> _PROVIDED DATA_
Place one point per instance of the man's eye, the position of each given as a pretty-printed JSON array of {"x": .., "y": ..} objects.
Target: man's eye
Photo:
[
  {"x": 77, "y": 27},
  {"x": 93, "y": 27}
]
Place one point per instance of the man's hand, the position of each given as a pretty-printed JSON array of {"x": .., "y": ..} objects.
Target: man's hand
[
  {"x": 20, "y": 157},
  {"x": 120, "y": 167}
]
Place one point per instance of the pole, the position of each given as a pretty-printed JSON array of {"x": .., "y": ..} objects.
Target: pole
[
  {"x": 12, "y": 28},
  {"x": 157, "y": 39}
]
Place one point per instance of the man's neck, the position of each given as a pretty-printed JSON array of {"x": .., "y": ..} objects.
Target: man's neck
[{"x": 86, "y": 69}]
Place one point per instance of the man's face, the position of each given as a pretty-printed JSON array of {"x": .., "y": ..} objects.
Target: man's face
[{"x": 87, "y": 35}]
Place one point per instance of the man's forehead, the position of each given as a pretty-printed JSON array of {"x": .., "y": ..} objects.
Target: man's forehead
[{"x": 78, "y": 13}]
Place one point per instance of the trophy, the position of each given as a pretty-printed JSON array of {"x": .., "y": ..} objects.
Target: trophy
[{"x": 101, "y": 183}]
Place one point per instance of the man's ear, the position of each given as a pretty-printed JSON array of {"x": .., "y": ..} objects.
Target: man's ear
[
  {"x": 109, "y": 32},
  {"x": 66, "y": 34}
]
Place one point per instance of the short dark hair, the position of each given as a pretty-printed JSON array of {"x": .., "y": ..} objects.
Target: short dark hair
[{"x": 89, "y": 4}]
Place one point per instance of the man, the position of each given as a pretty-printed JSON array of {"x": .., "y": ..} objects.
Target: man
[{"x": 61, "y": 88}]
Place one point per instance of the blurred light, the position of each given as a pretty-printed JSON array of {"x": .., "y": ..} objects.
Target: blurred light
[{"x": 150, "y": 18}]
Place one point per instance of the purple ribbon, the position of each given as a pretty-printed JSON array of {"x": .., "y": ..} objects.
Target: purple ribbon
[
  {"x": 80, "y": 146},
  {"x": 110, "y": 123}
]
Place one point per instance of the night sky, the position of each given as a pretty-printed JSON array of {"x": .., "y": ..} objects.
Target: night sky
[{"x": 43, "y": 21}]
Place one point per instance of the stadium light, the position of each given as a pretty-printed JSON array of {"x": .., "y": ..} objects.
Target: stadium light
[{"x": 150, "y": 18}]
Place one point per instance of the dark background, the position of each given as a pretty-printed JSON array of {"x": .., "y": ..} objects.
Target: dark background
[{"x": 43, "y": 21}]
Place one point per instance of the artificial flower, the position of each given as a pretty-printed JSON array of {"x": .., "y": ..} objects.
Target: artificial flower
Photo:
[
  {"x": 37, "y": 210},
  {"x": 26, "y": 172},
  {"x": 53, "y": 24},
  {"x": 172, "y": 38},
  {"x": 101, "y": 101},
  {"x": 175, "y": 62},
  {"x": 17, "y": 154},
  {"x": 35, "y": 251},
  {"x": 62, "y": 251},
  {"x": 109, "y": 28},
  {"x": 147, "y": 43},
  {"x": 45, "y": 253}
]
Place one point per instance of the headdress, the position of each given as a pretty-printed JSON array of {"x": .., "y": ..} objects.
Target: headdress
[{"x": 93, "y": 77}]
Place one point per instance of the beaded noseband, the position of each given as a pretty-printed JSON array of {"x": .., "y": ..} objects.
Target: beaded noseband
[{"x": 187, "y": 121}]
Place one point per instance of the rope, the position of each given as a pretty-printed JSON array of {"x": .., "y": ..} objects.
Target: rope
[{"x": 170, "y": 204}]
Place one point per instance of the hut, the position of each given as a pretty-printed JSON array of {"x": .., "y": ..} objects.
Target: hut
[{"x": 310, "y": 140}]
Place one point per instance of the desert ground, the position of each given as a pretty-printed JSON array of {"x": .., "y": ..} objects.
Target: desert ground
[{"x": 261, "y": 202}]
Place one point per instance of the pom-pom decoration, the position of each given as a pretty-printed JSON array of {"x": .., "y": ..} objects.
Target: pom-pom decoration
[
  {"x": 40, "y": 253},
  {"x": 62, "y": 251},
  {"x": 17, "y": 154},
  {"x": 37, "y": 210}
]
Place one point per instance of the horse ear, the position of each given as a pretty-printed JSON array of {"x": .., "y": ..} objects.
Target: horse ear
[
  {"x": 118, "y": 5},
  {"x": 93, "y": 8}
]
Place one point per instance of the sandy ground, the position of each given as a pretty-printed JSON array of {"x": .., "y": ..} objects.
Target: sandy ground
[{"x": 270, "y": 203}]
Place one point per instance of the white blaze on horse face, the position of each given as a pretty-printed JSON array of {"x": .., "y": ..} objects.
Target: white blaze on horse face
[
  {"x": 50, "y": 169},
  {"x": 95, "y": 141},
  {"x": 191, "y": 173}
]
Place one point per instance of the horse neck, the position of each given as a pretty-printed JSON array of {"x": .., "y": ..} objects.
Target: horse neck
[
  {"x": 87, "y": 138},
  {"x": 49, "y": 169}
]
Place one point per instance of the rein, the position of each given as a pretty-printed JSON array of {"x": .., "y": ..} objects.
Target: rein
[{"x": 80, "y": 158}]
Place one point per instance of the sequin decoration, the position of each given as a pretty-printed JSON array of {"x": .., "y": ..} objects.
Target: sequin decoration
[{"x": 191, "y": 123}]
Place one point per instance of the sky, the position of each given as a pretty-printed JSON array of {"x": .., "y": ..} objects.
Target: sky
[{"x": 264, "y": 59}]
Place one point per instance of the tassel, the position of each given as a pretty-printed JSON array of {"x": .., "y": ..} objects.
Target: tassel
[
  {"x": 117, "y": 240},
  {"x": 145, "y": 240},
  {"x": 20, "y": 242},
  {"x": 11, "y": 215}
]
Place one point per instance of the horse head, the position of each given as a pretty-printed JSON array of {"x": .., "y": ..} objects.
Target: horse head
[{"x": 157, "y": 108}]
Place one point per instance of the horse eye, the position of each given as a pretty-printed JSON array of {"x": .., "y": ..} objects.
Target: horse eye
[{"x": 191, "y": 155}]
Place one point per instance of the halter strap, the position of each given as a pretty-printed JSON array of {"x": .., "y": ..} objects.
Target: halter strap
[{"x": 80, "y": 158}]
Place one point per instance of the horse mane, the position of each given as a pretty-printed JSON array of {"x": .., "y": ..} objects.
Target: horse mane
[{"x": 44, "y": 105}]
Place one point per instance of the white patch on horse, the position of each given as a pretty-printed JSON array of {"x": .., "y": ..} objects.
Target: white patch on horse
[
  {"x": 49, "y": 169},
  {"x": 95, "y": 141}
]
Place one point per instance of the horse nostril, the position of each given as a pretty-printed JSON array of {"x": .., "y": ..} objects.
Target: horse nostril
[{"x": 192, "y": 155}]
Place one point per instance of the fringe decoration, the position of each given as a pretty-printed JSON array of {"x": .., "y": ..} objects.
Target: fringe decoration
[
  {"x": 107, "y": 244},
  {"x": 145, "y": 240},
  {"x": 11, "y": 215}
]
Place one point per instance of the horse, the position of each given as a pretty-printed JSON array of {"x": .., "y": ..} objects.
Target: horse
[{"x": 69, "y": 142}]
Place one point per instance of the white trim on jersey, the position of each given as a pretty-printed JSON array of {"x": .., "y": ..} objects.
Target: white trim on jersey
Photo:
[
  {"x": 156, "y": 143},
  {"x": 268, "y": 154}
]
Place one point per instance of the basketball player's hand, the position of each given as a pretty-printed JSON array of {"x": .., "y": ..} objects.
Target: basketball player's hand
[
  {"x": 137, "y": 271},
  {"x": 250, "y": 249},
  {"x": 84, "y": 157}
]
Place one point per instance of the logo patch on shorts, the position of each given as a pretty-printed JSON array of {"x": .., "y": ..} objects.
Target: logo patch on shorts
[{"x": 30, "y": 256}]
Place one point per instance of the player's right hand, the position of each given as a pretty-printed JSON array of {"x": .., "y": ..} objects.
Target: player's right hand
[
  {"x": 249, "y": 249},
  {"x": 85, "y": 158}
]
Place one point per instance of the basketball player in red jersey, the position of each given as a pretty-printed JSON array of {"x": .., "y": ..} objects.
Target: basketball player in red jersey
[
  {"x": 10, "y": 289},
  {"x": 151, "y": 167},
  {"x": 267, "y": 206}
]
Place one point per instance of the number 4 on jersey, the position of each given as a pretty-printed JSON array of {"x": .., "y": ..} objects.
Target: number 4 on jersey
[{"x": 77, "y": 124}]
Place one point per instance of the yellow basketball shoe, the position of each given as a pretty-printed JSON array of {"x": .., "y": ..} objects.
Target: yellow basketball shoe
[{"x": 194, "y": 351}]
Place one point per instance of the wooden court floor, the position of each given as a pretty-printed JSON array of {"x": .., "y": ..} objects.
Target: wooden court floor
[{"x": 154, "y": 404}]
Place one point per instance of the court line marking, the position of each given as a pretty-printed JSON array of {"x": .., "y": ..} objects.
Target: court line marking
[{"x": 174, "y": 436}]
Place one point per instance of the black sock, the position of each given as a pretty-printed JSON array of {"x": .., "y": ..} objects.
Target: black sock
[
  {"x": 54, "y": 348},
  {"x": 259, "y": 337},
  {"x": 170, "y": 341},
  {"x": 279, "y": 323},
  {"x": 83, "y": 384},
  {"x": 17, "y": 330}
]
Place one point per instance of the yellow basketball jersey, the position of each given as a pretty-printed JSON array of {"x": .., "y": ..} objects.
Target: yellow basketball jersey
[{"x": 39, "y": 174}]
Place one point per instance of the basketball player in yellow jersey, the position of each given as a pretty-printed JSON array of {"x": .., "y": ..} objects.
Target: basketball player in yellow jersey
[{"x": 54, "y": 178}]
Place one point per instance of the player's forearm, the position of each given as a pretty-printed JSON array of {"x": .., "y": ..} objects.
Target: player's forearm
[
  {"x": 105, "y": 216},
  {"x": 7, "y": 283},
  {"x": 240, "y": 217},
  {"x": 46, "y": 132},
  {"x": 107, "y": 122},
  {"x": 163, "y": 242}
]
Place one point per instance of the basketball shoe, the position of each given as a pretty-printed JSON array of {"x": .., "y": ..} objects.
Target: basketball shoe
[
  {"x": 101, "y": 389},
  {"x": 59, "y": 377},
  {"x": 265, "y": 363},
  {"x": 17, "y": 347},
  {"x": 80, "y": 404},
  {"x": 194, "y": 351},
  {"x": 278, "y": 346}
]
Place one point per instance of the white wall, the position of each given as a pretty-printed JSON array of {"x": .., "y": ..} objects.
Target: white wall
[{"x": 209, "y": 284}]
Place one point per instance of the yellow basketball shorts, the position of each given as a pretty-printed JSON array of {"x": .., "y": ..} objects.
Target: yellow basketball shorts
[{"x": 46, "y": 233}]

> _YOUR GOAL_
The lines above, from the first through the one containing "Place one point per instance of the man's neck, the", must be restated word for word, with nothing added.

> _RESPONSE TO THIS EXERCISE_
Place one point per instance of the man's eye, the position of each given as a pretty-printed JSON array of {"x": .., "y": ..} objects.
Target: man's eye
Photo:
[
  {"x": 77, "y": 27},
  {"x": 93, "y": 27}
]
Place one point per instance of the man's hand, the position of each given as a pretty-printed JSON array of {"x": .., "y": ..} objects.
Target: man's hand
[
  {"x": 20, "y": 157},
  {"x": 120, "y": 167}
]
Place one point per instance of the pole, the position of each given as a pretty-printed JSON array of {"x": .., "y": ..} objects.
Target: pole
[
  {"x": 12, "y": 28},
  {"x": 157, "y": 39}
]
Place one point per instance of the man's neck, the position of each given as a pretty-printed JSON array of {"x": .., "y": ..} objects.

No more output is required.